* _Problem to solve_: Reproduce only the part that opens with the line containing "task | place a point on the wooden shrine" and closes with the line containing "x=251, y=150", substituting "timber temple hall" for "wooden shrine hall" and keeping everything else the same.
:: Supplied entries ::
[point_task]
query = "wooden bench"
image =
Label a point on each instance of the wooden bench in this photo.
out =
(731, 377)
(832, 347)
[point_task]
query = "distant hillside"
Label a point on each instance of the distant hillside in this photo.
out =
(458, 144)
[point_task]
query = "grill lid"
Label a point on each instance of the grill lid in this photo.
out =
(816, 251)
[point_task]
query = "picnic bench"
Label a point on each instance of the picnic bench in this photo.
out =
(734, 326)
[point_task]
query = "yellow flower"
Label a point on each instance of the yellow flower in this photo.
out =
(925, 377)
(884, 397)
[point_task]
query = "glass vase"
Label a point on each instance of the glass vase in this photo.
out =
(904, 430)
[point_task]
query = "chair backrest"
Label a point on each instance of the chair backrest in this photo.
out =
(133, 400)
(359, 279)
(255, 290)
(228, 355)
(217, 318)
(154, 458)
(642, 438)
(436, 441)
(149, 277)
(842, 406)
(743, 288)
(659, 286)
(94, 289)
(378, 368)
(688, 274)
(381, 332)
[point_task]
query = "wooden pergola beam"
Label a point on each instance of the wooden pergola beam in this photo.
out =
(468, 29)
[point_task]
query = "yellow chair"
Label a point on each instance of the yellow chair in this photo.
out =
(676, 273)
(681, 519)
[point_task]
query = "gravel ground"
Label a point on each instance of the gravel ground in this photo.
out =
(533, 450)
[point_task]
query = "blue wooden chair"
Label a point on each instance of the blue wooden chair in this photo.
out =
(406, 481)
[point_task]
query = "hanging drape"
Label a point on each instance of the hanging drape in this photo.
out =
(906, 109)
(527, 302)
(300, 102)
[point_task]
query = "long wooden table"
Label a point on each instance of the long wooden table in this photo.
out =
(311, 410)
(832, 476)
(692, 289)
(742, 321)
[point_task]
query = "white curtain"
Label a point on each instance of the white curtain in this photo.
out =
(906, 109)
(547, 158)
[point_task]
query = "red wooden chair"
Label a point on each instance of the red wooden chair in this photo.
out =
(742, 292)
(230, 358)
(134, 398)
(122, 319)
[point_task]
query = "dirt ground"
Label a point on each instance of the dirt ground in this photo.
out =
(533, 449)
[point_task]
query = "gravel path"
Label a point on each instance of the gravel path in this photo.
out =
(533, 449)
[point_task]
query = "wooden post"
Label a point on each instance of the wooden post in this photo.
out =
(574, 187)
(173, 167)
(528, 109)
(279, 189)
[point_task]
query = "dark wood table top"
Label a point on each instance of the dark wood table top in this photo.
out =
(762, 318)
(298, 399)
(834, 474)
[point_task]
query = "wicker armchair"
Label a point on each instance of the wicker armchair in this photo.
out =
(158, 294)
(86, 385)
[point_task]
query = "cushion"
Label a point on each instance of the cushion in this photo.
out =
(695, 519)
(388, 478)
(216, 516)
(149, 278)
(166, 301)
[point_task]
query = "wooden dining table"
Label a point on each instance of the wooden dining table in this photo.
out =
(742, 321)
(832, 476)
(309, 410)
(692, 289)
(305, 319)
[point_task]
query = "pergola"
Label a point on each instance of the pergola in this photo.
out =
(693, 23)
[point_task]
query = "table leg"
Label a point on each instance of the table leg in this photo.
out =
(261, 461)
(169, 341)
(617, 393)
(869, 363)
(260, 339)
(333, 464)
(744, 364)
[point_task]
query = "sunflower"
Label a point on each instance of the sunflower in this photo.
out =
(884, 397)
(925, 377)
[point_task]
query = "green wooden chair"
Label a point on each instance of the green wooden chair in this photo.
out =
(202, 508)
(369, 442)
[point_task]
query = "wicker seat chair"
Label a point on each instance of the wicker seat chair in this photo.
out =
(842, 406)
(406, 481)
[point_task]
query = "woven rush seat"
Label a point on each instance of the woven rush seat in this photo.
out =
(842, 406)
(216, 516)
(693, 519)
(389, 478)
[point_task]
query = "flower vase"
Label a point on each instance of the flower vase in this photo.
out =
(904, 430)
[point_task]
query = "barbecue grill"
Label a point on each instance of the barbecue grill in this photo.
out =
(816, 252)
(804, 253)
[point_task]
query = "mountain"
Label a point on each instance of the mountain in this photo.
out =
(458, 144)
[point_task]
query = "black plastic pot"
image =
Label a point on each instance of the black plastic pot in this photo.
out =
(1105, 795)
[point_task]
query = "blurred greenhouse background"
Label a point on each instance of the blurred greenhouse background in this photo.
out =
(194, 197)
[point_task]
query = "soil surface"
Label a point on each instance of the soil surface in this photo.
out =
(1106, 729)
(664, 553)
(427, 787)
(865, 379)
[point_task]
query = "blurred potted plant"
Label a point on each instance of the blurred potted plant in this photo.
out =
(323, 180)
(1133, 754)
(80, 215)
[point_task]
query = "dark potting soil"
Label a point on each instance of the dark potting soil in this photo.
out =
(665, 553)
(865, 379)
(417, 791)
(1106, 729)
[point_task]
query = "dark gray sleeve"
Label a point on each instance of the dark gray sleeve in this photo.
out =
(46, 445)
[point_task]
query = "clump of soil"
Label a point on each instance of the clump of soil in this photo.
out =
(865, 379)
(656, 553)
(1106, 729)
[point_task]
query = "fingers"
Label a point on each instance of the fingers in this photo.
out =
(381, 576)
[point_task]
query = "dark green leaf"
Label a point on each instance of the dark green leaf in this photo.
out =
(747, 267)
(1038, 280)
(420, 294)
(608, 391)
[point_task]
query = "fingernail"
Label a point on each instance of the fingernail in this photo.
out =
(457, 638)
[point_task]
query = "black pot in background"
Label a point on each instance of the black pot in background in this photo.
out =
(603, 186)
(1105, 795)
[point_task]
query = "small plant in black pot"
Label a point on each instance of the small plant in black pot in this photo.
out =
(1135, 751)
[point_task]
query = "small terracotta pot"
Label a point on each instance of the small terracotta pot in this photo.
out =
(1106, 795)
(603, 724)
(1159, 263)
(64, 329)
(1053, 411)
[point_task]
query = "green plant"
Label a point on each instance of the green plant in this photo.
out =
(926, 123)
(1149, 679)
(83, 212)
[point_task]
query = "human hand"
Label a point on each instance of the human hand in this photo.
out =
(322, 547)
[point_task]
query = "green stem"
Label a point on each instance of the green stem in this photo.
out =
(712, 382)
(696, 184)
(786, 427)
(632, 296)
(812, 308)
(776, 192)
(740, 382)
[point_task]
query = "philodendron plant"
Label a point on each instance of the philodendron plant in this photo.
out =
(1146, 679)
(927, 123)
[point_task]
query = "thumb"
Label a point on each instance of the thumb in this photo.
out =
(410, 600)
:::
:: Supplied entries ::
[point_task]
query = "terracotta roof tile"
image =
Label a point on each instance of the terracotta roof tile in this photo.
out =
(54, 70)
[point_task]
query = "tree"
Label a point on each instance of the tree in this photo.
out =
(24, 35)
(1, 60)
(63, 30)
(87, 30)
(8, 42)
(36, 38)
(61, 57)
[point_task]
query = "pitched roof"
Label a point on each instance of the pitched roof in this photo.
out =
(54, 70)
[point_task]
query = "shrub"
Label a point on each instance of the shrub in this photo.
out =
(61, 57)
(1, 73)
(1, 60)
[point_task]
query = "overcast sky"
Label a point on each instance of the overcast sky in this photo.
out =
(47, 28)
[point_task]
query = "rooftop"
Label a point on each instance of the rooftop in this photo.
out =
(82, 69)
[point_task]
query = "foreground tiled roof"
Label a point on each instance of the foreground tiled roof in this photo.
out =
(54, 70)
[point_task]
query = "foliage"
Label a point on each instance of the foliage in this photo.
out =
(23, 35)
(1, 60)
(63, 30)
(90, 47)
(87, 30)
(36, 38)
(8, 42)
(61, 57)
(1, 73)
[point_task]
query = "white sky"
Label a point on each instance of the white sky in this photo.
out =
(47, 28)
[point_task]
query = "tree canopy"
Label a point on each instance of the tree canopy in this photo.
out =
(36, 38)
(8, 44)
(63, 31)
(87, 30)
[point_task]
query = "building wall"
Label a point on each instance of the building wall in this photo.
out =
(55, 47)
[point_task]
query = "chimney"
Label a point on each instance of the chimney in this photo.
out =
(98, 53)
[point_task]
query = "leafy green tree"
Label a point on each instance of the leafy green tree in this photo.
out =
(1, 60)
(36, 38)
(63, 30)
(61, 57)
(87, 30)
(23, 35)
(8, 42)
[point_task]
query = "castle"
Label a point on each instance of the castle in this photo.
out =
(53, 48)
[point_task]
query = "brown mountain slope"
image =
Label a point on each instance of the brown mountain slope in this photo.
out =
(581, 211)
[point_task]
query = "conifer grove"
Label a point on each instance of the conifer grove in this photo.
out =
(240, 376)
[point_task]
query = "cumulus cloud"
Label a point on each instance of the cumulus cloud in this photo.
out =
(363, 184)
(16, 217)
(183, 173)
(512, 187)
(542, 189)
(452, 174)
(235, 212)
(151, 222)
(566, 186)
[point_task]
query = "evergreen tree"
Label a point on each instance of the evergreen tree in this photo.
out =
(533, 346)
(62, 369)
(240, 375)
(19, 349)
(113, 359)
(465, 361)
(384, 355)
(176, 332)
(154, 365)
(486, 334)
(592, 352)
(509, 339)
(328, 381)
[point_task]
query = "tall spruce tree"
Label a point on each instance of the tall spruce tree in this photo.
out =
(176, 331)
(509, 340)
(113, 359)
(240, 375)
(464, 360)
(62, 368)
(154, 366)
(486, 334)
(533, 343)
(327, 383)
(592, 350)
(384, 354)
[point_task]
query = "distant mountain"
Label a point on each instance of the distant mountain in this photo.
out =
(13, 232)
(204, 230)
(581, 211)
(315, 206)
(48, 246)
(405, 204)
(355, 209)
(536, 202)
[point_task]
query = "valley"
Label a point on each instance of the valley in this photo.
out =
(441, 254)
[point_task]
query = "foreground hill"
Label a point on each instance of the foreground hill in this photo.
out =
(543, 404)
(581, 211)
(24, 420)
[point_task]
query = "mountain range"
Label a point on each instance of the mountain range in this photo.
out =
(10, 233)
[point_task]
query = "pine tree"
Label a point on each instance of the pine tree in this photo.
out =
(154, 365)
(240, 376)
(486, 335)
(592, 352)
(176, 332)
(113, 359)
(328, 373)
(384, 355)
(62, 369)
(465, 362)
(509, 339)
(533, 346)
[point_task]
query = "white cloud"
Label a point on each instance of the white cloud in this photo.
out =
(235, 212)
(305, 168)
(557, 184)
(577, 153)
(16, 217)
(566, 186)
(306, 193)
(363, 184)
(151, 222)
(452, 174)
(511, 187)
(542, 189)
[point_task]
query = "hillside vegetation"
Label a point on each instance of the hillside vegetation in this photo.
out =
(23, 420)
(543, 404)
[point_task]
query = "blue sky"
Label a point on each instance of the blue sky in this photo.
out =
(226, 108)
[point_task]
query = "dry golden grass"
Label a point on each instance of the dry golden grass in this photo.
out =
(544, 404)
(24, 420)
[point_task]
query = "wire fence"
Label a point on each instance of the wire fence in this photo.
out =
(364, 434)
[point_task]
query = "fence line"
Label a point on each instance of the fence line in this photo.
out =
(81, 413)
:::
:: Supplied entries ::
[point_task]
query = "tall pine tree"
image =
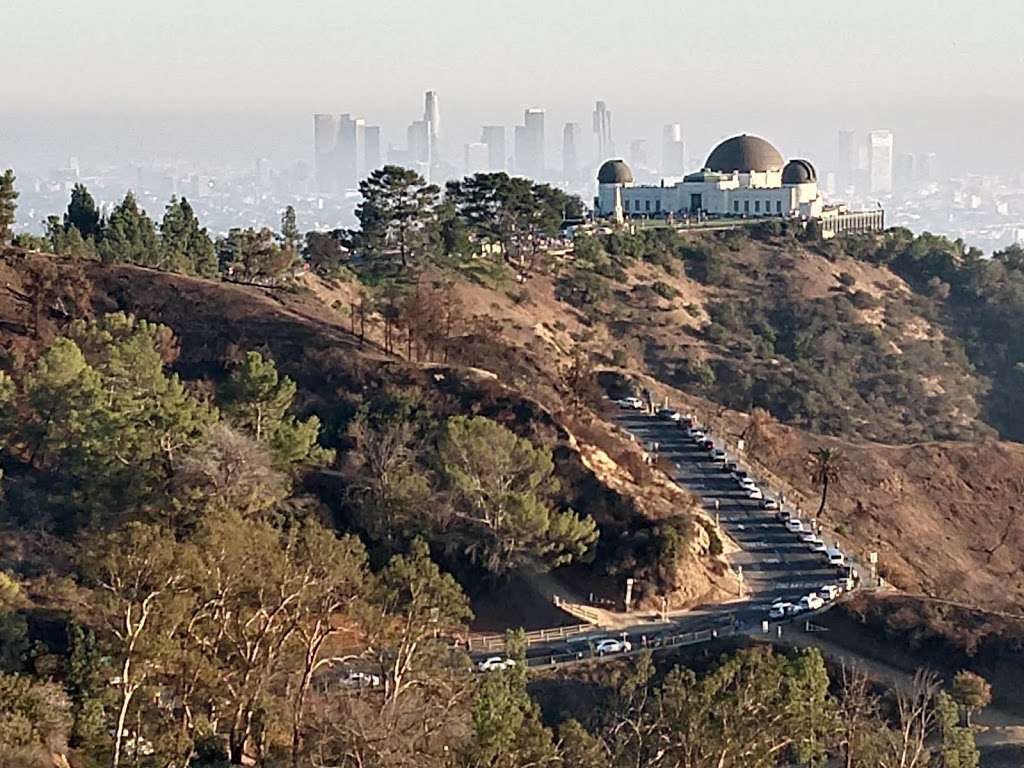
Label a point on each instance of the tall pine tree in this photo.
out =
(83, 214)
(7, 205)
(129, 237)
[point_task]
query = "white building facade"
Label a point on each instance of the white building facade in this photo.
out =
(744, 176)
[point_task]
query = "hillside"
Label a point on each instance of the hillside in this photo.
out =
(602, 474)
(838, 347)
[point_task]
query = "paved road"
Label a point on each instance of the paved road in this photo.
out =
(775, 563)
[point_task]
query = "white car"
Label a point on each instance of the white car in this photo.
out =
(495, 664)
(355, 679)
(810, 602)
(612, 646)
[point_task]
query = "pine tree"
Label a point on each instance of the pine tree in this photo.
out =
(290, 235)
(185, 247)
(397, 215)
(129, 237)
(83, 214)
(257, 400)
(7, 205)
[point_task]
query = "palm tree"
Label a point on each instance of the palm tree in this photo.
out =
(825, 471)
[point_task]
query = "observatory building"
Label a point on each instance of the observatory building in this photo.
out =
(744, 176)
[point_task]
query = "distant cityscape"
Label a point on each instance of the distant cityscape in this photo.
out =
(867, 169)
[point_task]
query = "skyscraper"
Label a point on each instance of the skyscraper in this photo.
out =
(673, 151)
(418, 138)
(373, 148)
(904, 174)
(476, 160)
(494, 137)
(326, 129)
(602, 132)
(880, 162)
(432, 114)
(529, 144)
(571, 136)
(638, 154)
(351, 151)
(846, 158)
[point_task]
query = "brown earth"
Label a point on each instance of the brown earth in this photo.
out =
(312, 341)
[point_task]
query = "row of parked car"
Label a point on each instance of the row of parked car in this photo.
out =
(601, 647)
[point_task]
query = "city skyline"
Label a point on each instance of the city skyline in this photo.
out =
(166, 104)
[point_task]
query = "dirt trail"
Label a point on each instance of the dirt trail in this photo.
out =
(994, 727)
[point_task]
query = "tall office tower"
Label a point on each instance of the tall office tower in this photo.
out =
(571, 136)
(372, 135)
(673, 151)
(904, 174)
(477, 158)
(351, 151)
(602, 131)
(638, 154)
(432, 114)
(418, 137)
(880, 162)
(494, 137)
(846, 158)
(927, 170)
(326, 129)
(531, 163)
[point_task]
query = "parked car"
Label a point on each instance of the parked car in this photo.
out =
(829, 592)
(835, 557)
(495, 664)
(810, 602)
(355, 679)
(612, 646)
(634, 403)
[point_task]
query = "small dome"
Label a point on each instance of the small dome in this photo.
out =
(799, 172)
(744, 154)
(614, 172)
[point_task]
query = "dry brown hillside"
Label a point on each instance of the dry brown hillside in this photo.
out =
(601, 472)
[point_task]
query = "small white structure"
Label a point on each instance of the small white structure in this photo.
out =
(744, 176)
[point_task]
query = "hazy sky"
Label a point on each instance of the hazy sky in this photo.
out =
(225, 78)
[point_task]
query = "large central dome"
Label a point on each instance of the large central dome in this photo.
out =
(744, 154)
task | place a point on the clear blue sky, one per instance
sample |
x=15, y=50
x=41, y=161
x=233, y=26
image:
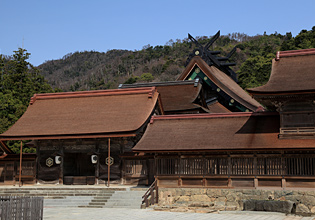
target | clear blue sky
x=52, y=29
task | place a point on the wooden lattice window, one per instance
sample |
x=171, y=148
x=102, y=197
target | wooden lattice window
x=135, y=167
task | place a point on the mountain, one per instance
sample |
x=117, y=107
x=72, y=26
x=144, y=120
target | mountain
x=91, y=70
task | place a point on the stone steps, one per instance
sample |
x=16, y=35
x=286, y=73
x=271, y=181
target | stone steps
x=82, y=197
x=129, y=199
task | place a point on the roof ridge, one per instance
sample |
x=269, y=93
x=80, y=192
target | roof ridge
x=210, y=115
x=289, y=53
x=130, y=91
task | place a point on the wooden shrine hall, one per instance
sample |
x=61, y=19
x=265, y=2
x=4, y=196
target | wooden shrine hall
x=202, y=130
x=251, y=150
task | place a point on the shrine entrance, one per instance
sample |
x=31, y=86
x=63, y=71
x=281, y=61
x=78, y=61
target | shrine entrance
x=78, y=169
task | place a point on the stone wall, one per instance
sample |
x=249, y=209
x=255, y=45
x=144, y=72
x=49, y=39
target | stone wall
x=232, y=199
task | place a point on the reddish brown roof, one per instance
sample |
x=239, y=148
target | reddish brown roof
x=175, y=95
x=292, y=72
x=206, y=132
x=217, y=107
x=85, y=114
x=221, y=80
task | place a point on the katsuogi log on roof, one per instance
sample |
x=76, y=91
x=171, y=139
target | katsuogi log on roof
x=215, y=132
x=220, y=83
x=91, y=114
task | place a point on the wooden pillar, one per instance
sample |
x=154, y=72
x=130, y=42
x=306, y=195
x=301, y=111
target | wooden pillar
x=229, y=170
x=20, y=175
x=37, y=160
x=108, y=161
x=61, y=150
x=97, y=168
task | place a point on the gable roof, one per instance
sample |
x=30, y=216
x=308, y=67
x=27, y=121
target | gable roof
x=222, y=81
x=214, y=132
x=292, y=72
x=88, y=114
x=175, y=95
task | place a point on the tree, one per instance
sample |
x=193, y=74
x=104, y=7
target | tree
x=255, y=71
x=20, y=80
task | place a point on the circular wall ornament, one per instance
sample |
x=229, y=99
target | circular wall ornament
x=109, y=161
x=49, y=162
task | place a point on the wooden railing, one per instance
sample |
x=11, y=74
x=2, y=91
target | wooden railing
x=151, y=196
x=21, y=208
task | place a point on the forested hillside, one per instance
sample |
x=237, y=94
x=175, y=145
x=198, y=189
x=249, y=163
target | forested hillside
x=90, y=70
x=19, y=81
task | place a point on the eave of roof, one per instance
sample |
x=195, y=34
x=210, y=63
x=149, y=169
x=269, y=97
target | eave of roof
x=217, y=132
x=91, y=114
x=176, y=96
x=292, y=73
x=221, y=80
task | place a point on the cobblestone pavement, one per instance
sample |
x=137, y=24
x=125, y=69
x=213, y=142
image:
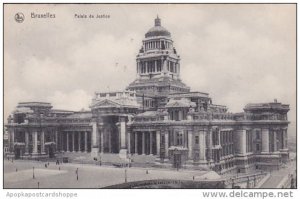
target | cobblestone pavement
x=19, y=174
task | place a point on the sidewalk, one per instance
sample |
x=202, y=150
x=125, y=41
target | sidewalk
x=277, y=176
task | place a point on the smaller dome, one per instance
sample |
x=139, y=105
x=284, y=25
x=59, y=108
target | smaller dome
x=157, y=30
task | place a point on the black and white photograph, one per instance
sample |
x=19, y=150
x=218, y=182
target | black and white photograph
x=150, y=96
:::
* _Result for this exercise_:
task | place a point on the timber temple hall, one per instance
sample |
x=61, y=19
x=265, y=2
x=4, y=196
target | timber temple hall
x=202, y=130
x=251, y=150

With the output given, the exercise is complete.